_SOURCE PASSAGE:_
It's the hot stove I just can't keep from touching.........
The average large commercial cattleman in the southern U.S. and great plains region doesn't give a rats behind about any breed registry apart from the fact that its "nice" if the black Angus bull he just bought has nice calving ease EPDs. The vast majority couldn't tell you what EPD stands for. And very, very few have anything remotely resembling a shorthorn running around in the pasture. If I took an hour with the average commercial cattleman to explain everything I could about genetic defects (clubby bulls, Angus bulls, etc), I'll wager that they would still buy a black carrier heifer from me a whole lot faster than i could sell them a clean, roan shorthorn heifer.
Feedlots certainly could not care less about recessive genetic defects. Most commercial producers aren't producing replacements so why would they care? The fact is THEY DONT CARE, which probably isn't a good thing, but its a fact. They worry a whole lot more about the weather, feed prices, gentleness of animals, etc.
Honest truth, we show feedlot buyers our cattle all the time. Out of 200 some odd calves that these buyers get to see every year (after I've pulled out the best show steers), they'll pick out the left over calves sired by club calf bulls every time as "hey there's a good calf". They don't care if their front feet don't exactly point straight forwards, if they have a little extra hair, etc. I've watched the carcass data on our own calves for years - it doesn't matter there either. We've got a moose of an About Time heifer this year that every old coot that sees her wants to buy her. I'm sure she's a carrier.

_GOAL OF THE EXERCISE:_ Copy out the forum post about commercial cattlemen and genetic defects above in full, word for word.

_RECORDED DATA:_
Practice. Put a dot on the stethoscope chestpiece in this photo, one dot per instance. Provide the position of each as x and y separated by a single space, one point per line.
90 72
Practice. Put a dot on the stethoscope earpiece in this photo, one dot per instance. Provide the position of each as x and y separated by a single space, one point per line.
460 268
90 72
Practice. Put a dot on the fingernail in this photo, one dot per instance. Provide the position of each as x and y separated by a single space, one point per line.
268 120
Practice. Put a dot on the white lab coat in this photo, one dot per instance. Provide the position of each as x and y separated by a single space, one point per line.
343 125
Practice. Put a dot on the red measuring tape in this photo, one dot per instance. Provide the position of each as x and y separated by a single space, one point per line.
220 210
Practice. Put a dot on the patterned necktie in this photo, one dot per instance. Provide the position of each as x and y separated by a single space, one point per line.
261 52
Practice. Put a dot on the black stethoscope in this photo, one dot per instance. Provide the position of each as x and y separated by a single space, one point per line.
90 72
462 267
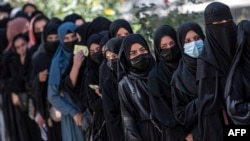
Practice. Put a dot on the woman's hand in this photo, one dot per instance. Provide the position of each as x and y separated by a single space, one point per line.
97 91
15 99
78 59
39 120
43 75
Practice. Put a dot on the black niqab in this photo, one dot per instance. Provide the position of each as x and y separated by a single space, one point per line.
184 77
237 103
219 46
166 30
124 55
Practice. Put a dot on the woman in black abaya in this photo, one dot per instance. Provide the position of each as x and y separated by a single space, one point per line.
167 55
212 70
136 62
110 98
237 87
41 69
184 88
94 96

_ANSWER FOR THE TASK:_
It's the hot stove I just can't keep from touching.........
The average large commercial cattleman in the southern U.S. and great plains region doesn't give a rats behind about any breed registry apart from the fact that its "nice" if the black Angus bull he just bought has nice calving ease EPDs. The vast majority couldn't tell you what EPD stands for. And very, very few have anything remotely resembling a shorthorn running around in the pasture. If I took an hour with the average commercial cattleman to explain everything I could about genetic defects (clubby bulls, Angus bulls, etc), I'll wager that they would still buy a black carrier heifer from me a whole lot faster than i could sell them a clean, roan shorthorn heifer.
Feedlots certainly could not care less about recessive genetic defects. Most commercial producers aren't producing replacements so why would they care? The fact is THEY DONT CARE, which probably isn't a good thing, but its a fact. They worry a whole lot more about the weather, feed prices, gentleness of animals, etc.
Honest truth, we show feedlot buyers our cattle all the time. Out of 200 some odd calves that these buyers get to see every year (after I've pulled out the best show steers), they'll pick out the left over calves sired by club calf bulls every time as "hey there's a good calf". They don't care if their front feet don't exactly point straight forwards, if they have a little extra hair, etc. I've watched the carcass data on our own calves for years - it doesn't matter there either. We've got a moose of an About Time heifer this year that every old coot that sees her wants to buy her. I'm sure she's a carrier.